Update the material from the line that has "Point to the balcony" through the last line, changing "doorway" to "entrance" and leaving everything else as it is. Give back only those lines.

.....

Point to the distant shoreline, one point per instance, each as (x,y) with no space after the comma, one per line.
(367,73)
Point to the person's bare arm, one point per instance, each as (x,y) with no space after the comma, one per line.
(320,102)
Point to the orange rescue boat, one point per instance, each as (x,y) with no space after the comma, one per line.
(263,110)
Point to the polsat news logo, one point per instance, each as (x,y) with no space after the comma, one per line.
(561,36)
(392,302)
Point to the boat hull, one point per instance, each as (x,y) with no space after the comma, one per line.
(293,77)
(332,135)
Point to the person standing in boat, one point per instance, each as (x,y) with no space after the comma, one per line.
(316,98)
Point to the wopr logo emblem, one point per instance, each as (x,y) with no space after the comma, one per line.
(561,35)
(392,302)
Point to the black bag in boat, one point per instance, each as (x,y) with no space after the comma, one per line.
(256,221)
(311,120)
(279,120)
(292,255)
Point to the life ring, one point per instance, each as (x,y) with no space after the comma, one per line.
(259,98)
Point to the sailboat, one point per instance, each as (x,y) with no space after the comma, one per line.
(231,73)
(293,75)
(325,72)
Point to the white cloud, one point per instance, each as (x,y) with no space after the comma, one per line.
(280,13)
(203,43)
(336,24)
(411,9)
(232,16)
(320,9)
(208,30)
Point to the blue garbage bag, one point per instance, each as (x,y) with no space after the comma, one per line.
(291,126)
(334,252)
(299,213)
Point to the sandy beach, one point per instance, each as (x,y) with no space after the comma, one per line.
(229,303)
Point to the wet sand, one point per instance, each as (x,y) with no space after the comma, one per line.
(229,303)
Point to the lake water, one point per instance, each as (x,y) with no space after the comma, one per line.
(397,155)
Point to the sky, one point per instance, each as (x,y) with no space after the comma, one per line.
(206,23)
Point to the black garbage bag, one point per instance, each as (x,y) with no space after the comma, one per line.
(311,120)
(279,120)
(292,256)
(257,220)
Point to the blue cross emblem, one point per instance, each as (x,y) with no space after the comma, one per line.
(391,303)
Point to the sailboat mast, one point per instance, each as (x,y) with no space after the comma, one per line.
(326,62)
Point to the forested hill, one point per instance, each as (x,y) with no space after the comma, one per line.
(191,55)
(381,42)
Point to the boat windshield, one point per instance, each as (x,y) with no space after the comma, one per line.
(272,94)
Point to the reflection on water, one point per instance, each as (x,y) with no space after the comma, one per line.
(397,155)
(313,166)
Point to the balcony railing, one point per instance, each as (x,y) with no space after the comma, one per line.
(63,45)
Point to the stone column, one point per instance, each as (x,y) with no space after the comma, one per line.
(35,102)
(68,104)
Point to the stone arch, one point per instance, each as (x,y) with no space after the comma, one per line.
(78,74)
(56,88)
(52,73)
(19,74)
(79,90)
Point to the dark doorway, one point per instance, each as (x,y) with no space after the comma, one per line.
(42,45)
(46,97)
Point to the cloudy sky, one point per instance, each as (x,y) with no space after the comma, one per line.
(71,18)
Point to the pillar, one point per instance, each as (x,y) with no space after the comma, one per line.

.....

TASK RESULT |
Point to the balcony railing, one point per instance, each as (x,y) with no space after the comma, one per line.
(63,45)
Point to the stone column, one point per instance, each as (x,y) with no space after the comma, one per line.
(35,102)
(68,104)
Point to the stone arch, one point per instance, each as (x,y) with no space after the comma, one per line.
(78,74)
(56,88)
(52,73)
(19,74)
(79,90)
Point to the dark entrance, one point per instance, each as (x,y) with no space after the comma, one per line.
(42,45)
(46,97)
Point to the cloudy sky, one point per instance, each as (x,y) with no space after the comma, one per line.
(71,18)
Point to the pillar, one point per instance, each as (x,y) with no space after the comma, one per line.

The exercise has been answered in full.